BEGIN Extract provided

Posted on 12/06/2004 6:28:52 PM PST by Zionist Conspirator
"A film by Mel Gibson picturing the Maccabees as the fundamentalists they were (and their enemies as the liberals of their day) would be a most delicious irony."
Indeed. What a great post!
Let us not forget, Mel already rang that hollywood bell with "Braveheart", a mere fact that has seemed overlooked in all the recent hoopla.
Nope.
Here is a link to the UVA Bible site (which has a complex search capacity and browse ability). It contains the Maccabbees.
The search capacity on this site has significantly expanded my familiarity with some of the more obscure details of the bible. (I just went there and it is unfortunately down tonight...the first time I have actually every known it to be down).
But here is the link anyway...
I think that what many miss here is that the Maccabees are a great source of inspiration for traditionalist Catholics, as they heroically held out against the Hellenizers (read modernists, or...well, whatever) of their day, even those in the clergy. And, of course, they execrated the Abomination of Desolation--to which some would draw modern (e.g. Assisi 1986) parallels. I have the hunch that this is why Mel is so interested in the Maccabees.
I can hardly wait.
Author of Spartacus, Citizen Tom Paine, Freedom Road, and The Immigrants, Howard Fast wrote over eighty books in his lifetime. Once a member of the Communist Party, he served three months in federal prison for refusing to give Congress the records of the Joint Anti-Fascist Refugee Committee.
After revelations of Stalin's terror in the Soviet Union, Fast left the Communist Party. Fast gradually overcame the blacklisting of the McCarthy era and became one of the most productive American writers of his time.
Really? Certain of the orthodox persuasion would likely disagree.
"The Maccabees were not stronger or numerically more powerful. They fought against all odds to defeat the Greeks."
Correct!
"The great unwashed goys might even enjoy movies about secular vs. religious Jews, and then....oy vey! (slapping head). They'll have a take-an orthodox-Jew-to-lunch, and pogroms for the rest"
Bl-w me! ( I do not wish to be banned from FR.com. but you are simply an ass if that post is any indication of your true sentiments.)

END Extract provided

Transcribe the passage of the forum discussion on the Maccabees that begins with "After revelations of" and ends with "your true sentiments.)".

BEGIN Given records

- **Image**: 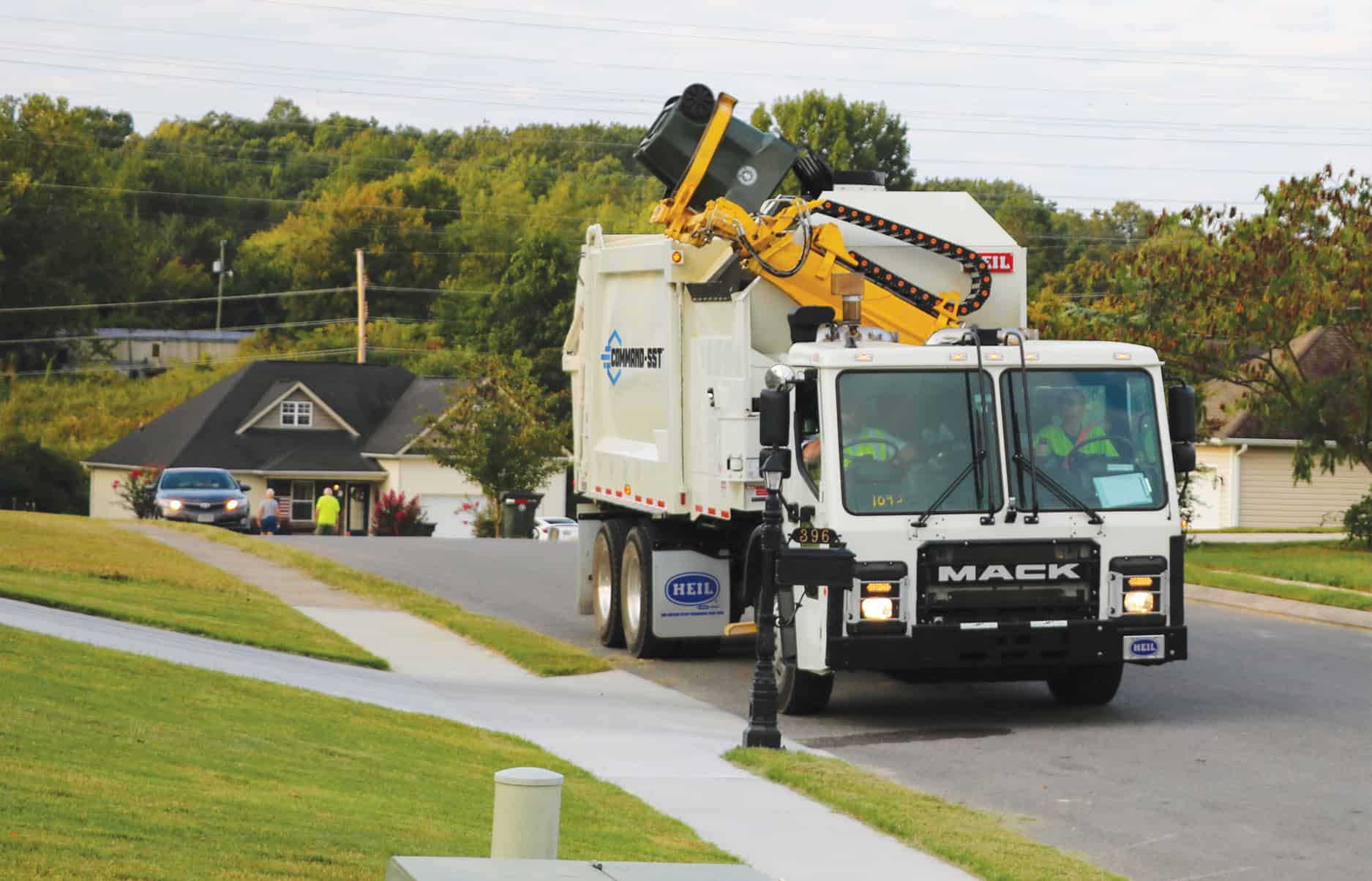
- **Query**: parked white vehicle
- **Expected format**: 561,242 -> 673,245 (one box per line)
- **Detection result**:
533,517 -> 580,542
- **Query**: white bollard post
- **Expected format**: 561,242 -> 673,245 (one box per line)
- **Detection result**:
491,768 -> 563,859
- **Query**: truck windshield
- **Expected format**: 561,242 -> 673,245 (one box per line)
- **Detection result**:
1000,369 -> 1166,511
837,370 -> 1002,514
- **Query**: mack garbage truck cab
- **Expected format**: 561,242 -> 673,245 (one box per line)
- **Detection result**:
563,86 -> 1195,713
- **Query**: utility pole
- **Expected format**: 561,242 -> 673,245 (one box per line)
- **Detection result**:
357,248 -> 367,364
214,239 -> 229,331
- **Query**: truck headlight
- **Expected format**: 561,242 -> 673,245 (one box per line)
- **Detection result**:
1124,590 -> 1152,615
862,597 -> 895,622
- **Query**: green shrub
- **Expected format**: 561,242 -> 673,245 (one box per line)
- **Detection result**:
0,438 -> 91,514
1343,492 -> 1372,550
114,465 -> 162,520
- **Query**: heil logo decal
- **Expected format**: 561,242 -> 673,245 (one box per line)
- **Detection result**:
1129,640 -> 1158,656
601,331 -> 663,386
667,572 -> 719,607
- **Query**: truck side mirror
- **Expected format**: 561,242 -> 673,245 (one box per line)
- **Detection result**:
757,389 -> 790,446
1168,386 -> 1196,443
1172,443 -> 1196,475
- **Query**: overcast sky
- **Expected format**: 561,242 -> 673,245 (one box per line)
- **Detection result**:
0,0 -> 1372,217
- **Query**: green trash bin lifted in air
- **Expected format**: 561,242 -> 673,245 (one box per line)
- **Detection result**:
501,490 -> 544,538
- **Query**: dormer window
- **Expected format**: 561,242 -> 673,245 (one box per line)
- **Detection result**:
281,401 -> 314,427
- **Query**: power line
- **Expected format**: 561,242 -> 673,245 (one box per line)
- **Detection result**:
0,42 -> 1372,135
6,121 -> 1328,185
0,287 -> 357,313
8,53 -> 1365,147
0,346 -> 357,376
10,54 -> 1365,140
5,181 -> 615,220
259,0 -> 1367,72
397,0 -> 1365,61
0,315 -> 427,346
0,14 -> 1372,105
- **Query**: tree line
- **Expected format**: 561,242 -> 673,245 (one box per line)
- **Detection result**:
0,91 -> 1372,518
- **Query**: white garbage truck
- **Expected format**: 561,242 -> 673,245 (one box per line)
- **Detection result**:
563,86 -> 1195,713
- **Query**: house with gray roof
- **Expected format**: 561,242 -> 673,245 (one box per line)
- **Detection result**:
83,361 -> 566,536
1191,328 -> 1372,530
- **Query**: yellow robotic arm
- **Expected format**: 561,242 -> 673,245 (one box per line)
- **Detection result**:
652,94 -> 991,345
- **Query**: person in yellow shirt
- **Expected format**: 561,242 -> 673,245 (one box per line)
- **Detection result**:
314,486 -> 339,535
1033,389 -> 1118,468
801,400 -> 915,475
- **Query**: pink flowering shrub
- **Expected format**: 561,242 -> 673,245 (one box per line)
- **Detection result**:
372,490 -> 431,535
114,465 -> 162,520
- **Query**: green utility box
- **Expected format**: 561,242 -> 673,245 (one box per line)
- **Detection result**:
501,490 -> 544,538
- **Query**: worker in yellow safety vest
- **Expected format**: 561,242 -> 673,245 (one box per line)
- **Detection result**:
801,400 -> 915,473
1033,389 -> 1120,468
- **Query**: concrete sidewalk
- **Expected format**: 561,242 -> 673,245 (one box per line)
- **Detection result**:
80,527 -> 972,881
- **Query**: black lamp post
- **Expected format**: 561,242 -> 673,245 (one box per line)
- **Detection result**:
743,364 -> 796,749
743,446 -> 790,749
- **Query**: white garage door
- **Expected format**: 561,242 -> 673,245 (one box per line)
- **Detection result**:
420,495 -> 486,538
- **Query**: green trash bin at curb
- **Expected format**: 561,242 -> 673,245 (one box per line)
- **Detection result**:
501,490 -> 544,538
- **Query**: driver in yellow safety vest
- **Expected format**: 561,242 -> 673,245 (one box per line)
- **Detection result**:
1033,390 -> 1120,468
801,401 -> 915,469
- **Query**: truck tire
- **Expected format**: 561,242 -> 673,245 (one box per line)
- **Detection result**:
773,598 -> 834,716
619,525 -> 674,657
591,520 -> 627,649
1049,661 -> 1124,707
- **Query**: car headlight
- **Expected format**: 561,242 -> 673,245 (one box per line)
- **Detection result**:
1124,590 -> 1152,615
862,597 -> 895,622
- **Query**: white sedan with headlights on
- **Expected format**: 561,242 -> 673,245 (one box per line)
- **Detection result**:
533,517 -> 577,542
157,468 -> 251,531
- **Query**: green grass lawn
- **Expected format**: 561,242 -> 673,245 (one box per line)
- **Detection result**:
1187,525 -> 1343,535
1187,542 -> 1372,591
0,512 -> 387,668
1187,563 -> 1372,612
155,520 -> 610,677
724,749 -> 1124,881
0,627 -> 732,881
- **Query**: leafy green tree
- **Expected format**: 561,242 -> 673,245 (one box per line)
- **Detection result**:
442,229 -> 577,408
1055,166 -> 1372,480
751,89 -> 915,190
0,436 -> 89,514
420,354 -> 566,535
0,94 -> 143,368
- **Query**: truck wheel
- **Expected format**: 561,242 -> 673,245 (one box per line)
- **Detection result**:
773,604 -> 834,716
1049,661 -> 1124,707
619,525 -> 671,657
591,520 -> 626,649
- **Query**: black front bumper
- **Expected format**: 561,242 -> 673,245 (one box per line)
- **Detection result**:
828,621 -> 1187,681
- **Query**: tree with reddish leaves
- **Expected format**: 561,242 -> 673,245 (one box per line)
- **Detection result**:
1032,166 -> 1372,480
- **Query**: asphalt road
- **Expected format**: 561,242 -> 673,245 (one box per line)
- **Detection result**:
281,536 -> 1372,881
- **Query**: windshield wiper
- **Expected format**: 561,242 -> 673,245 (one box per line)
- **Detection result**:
915,450 -> 989,530
1010,453 -> 1104,525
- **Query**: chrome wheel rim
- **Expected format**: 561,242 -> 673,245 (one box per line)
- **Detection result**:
594,536 -> 615,622
619,544 -> 643,635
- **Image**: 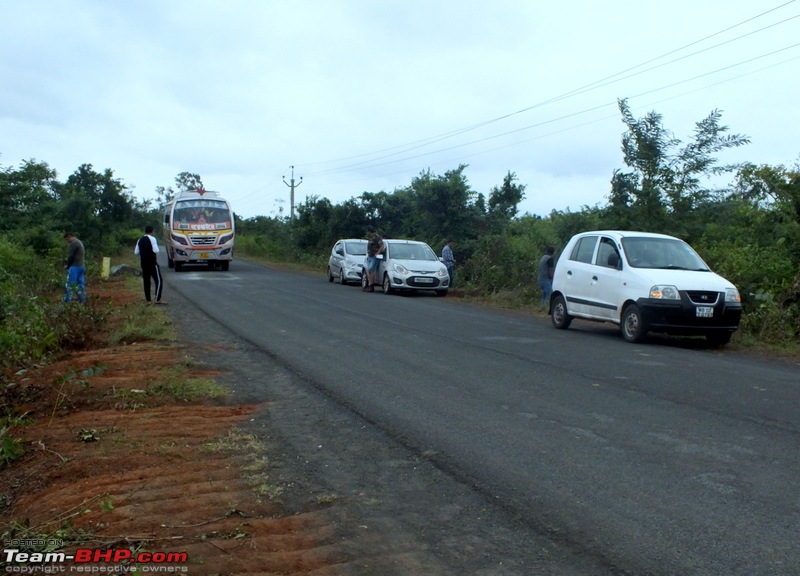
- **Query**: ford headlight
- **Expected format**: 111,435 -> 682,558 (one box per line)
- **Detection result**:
650,286 -> 681,300
725,288 -> 742,302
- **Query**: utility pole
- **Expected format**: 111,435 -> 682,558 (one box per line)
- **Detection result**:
282,166 -> 303,222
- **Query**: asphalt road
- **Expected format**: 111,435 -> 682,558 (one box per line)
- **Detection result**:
163,260 -> 800,576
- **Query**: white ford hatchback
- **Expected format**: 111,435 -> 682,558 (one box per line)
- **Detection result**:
550,230 -> 742,346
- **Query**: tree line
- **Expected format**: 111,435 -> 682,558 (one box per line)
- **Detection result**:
0,100 -> 800,376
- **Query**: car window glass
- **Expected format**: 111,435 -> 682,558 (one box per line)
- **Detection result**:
346,242 -> 367,256
569,236 -> 597,264
595,237 -> 619,268
622,237 -> 708,271
391,244 -> 438,260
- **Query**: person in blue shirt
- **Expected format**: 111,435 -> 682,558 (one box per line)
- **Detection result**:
64,232 -> 86,303
538,246 -> 556,306
442,240 -> 456,288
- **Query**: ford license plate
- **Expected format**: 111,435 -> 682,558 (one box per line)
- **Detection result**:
695,306 -> 714,318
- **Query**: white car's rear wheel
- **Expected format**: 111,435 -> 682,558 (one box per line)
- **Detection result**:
619,304 -> 647,342
550,295 -> 572,330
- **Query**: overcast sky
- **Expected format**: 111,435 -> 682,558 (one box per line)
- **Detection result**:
0,0 -> 800,218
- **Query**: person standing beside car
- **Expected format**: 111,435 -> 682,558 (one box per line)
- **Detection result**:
538,246 -> 556,306
64,232 -> 86,303
133,226 -> 165,304
442,240 -> 456,288
364,226 -> 386,292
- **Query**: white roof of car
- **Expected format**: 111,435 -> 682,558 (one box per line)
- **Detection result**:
577,230 -> 675,238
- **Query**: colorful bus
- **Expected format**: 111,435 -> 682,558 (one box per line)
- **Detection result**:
164,189 -> 235,272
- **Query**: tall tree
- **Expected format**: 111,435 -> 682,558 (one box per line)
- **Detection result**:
609,100 -> 750,232
489,171 -> 525,228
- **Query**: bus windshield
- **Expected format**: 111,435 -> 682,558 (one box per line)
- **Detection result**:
172,200 -> 232,230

END Given records

▸ **Final answer**
After revelations of Stalin's terror in the Soviet Union, Fast left the Communist Party. Fast gradually overcame the blacklisting of the McCarthy era and became one of the most productive American writers of his time.
Really? Certain of the orthodox persuasion would likely disagree.
"The Maccabees were not stronger or numerically more powerful. They fought against all odds to defeat the Greeks."
Correct!
"The great unwashed goys might even enjoy movies about secular vs. religious Jews, and then....oy vey! (slapping head). They'll have a take-an orthodox-Jew-to-lunch, and pogroms for the rest"
Bl-w me! ( I do not wish to be banned from FR.com. but you are simply an ass if that post is any indication of your true sentiments.)